§ Work required: Quote the items word for word, from the line containing "Which region of this frame contains the tomato" through the end of the items, including both of those ends.
------ Data supplied ------
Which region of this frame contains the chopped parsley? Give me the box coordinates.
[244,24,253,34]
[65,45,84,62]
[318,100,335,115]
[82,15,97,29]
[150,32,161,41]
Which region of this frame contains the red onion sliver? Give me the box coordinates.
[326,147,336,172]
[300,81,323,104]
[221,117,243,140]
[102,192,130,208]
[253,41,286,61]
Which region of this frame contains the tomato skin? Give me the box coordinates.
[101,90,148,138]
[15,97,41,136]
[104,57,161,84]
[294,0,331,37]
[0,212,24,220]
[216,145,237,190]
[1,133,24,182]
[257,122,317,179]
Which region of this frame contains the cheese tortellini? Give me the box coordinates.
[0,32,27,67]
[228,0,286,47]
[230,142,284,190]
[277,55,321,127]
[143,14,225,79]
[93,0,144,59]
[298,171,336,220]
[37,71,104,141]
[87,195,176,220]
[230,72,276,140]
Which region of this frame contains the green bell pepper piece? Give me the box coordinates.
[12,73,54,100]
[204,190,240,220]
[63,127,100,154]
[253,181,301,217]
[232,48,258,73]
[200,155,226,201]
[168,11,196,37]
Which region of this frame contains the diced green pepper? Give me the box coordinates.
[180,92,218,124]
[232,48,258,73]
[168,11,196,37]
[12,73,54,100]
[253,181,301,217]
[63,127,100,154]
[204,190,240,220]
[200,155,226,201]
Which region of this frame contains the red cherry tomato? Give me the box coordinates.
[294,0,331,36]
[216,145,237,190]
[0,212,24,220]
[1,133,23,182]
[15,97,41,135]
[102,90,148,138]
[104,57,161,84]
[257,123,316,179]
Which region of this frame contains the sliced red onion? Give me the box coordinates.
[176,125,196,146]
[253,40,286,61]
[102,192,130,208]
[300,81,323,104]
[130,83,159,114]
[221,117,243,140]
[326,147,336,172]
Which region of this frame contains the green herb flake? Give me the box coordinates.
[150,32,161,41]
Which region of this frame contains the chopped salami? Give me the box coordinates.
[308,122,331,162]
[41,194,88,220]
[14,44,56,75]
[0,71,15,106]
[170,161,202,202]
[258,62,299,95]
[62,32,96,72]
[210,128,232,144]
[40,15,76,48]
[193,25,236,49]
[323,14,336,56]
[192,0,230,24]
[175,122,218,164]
------
§ Exercise output:
Which region of this frame contains the tomato skin? Give me the box coordinates.
[101,90,148,138]
[15,97,41,136]
[104,57,161,84]
[294,0,331,37]
[0,212,24,220]
[216,145,237,190]
[1,133,24,182]
[257,122,317,179]
Which region of this frame contains the cheese tortellini? Give me the box coordinates.
[0,32,27,67]
[228,0,286,47]
[230,142,284,190]
[277,55,321,127]
[143,14,225,79]
[93,0,144,59]
[298,171,336,220]
[37,71,104,141]
[87,195,176,220]
[230,72,276,140]
Which region of this frame contains the green bell pepper piece? Give me the box coordinates.
[12,73,54,100]
[204,190,240,220]
[63,127,100,154]
[253,181,301,217]
[232,48,258,73]
[200,155,226,201]
[168,11,196,37]
Which region of this frame contains the diced green pepper? Give me the box coordinates.
[180,92,218,124]
[232,48,258,73]
[168,11,196,37]
[12,73,54,100]
[253,181,301,217]
[63,127,100,154]
[204,190,240,220]
[200,155,226,201]
Which region of this frame contains the red cherry tomato? Give me the box coordinates.
[294,0,331,36]
[216,145,237,190]
[0,212,24,220]
[1,133,23,182]
[15,97,41,135]
[102,90,148,138]
[104,57,161,84]
[257,123,316,179]
Which region of this frame contains the sliced red onion? Give me the box coordinates.
[176,125,196,146]
[253,40,286,61]
[102,192,130,208]
[300,81,323,104]
[130,83,159,114]
[221,117,243,140]
[326,147,336,172]
Which region of this frame contains the green herb flake? Give me the box coordinates.
[150,32,161,41]
Which region of this frame contains the chopped salami? Give me the box coordinates.
[308,122,331,162]
[41,194,88,220]
[14,44,56,75]
[0,71,15,106]
[170,161,202,202]
[258,62,299,95]
[62,32,96,72]
[210,128,232,144]
[40,15,76,48]
[193,25,236,49]
[323,14,336,56]
[192,0,230,24]
[175,122,218,164]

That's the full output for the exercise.